● EXERCISE PROMPT
Reproduce every line of the items below verbatim, omitting the pictures.

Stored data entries
.....
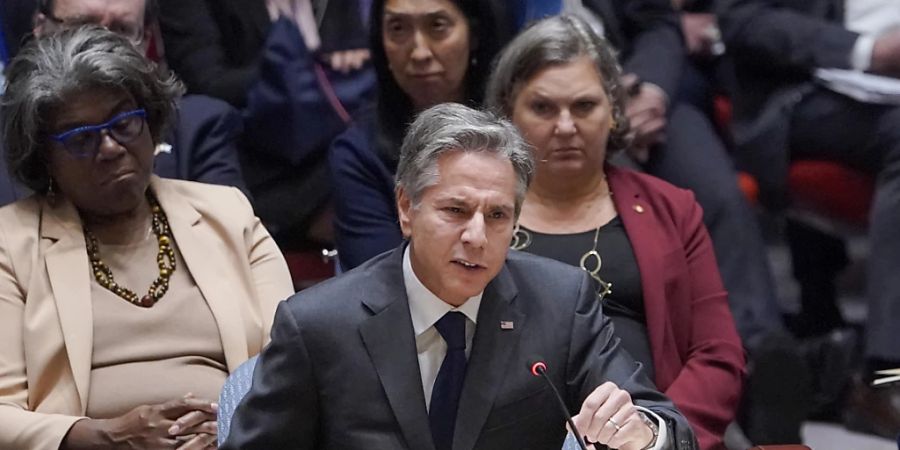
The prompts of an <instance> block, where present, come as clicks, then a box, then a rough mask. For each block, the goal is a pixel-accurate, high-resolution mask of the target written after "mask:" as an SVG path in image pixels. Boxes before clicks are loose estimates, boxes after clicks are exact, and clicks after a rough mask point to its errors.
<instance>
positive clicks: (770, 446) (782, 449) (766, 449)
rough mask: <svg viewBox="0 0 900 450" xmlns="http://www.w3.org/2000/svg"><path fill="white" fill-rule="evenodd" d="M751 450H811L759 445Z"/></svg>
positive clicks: (797, 445)
mask: <svg viewBox="0 0 900 450" xmlns="http://www.w3.org/2000/svg"><path fill="white" fill-rule="evenodd" d="M750 450H811V449H810V448H809V447H807V446H805V445H796V444H792V445H759V446H756V447H753V448H751V449H750Z"/></svg>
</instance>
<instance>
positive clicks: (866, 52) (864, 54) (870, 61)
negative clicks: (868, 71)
mask: <svg viewBox="0 0 900 450" xmlns="http://www.w3.org/2000/svg"><path fill="white" fill-rule="evenodd" d="M874 48H875V37H874V36H872V35H870V34H861V35H859V38H857V39H856V43H854V44H853V51H852V52H850V67H851V68H853V70H858V71H860V72H865V71H867V70H869V67H871V66H872V49H874Z"/></svg>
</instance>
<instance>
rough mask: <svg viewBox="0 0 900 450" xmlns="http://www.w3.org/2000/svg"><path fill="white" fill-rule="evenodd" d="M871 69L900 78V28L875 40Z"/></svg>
mask: <svg viewBox="0 0 900 450" xmlns="http://www.w3.org/2000/svg"><path fill="white" fill-rule="evenodd" d="M869 71H871V72H873V73H877V74H879V75H885V76H889V77H894V78H900V29H897V30H894V31H891V32H888V33H885V34H883V35H881V37H879V38H878V39H877V40H876V41H875V46H874V47H872V64H871V65H870V67H869Z"/></svg>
.....
● SOLUTION TO THE EXERCISE
The prompts of an <instance> block, where present, come as clicks, then a box, then a rough mask. For each block, the goal is a pixel-accurate, high-resolution mask of the target written after "mask:" as an SVG path in image pixels. Boxes before clicks are loose estimates, boxes after clicks are exact, and clicks after a rough mask point to its errors.
<instance>
positive clicks: (770, 446) (782, 449) (766, 449)
rough mask: <svg viewBox="0 0 900 450" xmlns="http://www.w3.org/2000/svg"><path fill="white" fill-rule="evenodd" d="M751 450H811L759 445Z"/></svg>
positive clicks: (797, 445)
mask: <svg viewBox="0 0 900 450" xmlns="http://www.w3.org/2000/svg"><path fill="white" fill-rule="evenodd" d="M750 450H811V449H810V448H809V447H807V446H805V445H796V444H792V445H759V446H756V447H753V448H751V449H750Z"/></svg>
</instance>
<instance>
positive clicks: (866, 52) (864, 54) (870, 61)
negative clicks: (868, 71)
mask: <svg viewBox="0 0 900 450" xmlns="http://www.w3.org/2000/svg"><path fill="white" fill-rule="evenodd" d="M874 48H875V37H874V36H872V35H870V34H861V35H859V38H857V39H856V43H854V44H853V51H852V52H850V67H851V68H853V70H858V71H860V72H865V71H867V70H869V67H871V66H872V49H874Z"/></svg>
</instance>
<instance>
rough mask: <svg viewBox="0 0 900 450" xmlns="http://www.w3.org/2000/svg"><path fill="white" fill-rule="evenodd" d="M871 69L900 78V28L875 40Z"/></svg>
mask: <svg viewBox="0 0 900 450" xmlns="http://www.w3.org/2000/svg"><path fill="white" fill-rule="evenodd" d="M869 71H871V72H873V73H877V74H879V75H885V76H889V77H894V78H900V29H897V30H894V31H891V32H888V33H885V34H883V35H881V37H879V38H878V39H877V40H876V41H875V46H874V47H872V64H871V65H870V67H869Z"/></svg>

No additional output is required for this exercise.